— BEGIN The records —
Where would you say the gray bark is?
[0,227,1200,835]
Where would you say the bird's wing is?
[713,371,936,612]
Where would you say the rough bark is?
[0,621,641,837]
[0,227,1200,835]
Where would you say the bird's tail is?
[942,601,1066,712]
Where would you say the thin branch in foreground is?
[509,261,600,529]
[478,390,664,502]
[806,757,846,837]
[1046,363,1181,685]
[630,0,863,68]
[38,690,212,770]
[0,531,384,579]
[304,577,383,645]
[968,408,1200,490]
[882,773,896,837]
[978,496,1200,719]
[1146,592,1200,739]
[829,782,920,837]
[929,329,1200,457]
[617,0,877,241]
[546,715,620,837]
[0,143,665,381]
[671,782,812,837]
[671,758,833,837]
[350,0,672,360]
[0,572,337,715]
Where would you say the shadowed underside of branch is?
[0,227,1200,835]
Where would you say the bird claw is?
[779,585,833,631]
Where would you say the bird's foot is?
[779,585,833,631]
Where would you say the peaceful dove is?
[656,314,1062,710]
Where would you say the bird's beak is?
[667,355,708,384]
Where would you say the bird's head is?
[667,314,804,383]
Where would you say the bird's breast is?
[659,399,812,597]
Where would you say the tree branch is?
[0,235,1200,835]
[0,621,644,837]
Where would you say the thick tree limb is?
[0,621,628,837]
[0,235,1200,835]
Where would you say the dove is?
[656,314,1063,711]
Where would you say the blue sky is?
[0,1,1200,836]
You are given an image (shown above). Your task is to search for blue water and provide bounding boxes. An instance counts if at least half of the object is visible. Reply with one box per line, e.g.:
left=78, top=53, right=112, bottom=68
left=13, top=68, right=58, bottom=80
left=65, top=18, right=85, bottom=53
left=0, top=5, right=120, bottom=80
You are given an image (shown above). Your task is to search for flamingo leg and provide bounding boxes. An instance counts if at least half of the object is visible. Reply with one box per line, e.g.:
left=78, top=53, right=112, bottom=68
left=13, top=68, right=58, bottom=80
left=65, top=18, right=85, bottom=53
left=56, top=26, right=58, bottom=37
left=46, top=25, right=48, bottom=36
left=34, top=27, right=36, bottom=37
— END The records —
What you will do: Please swap each "Where would you say" in the entries for "Can you point out where", and return all the entries with everything else left as it is.

Solution to the problem:
Can you point out where the gray bark is?
[0,227,1200,835]
Can you point out where the bird's wing is?
[713,371,936,612]
Can you point out where the rough bark is?
[0,621,641,837]
[0,227,1200,835]
Can you point out where the bird's tail is?
[942,601,1066,712]
Can you point out where the thin branch in foreground is?
[509,261,600,529]
[478,390,664,502]
[806,757,846,837]
[1046,363,1181,685]
[630,0,863,68]
[38,690,212,770]
[0,531,384,579]
[304,577,383,645]
[968,408,1200,490]
[882,773,896,837]
[978,496,1200,719]
[1146,592,1200,739]
[829,782,920,837]
[929,329,1200,457]
[617,0,877,241]
[546,715,620,837]
[0,143,665,381]
[671,782,812,837]
[671,758,833,837]
[350,0,672,360]
[0,572,337,715]
Can you point out where the shadowed underside of branch is?
[0,227,1200,835]
Can you point out where the bird claw is?
[779,585,833,631]
Can you point out where the bird's foot is?
[779,585,833,631]
Can you point out where the peaceful dove is?
[656,314,1062,710]
Can you point out where the bird's beak is?
[667,355,708,384]
Can you point out where the bird's head is?
[667,314,804,383]
Can you point out where the bird's breast is?
[659,399,812,597]
Can you point out where the tree branch is?
[0,235,1200,835]
[0,621,644,837]
Can you point out where the thick tree limb is?
[0,621,628,837]
[0,235,1200,835]
Can you point out where the dove is?
[656,314,1063,711]
Can you point out where the blue sky is?
[0,1,1200,836]
You are given an image (shown above). Your task is to search for blue water and provide bounding boxes. An instance counts if at least half of the object is visible. Reply with one box per line, e.g.:
left=78, top=53, right=112, bottom=68
left=13, top=68, right=58, bottom=80
left=65, top=18, right=85, bottom=53
left=0, top=5, right=120, bottom=80
You are given an image (shown above). Your task is to search for flamingo leg and provide bounding boxes. An instance counts if at least half of the object is visible. Reply with one box per line, e.g.:
left=78, top=53, right=112, bottom=68
left=13, top=68, right=58, bottom=80
left=65, top=18, right=85, bottom=53
left=56, top=26, right=58, bottom=37
left=46, top=25, right=48, bottom=36
left=34, top=27, right=36, bottom=37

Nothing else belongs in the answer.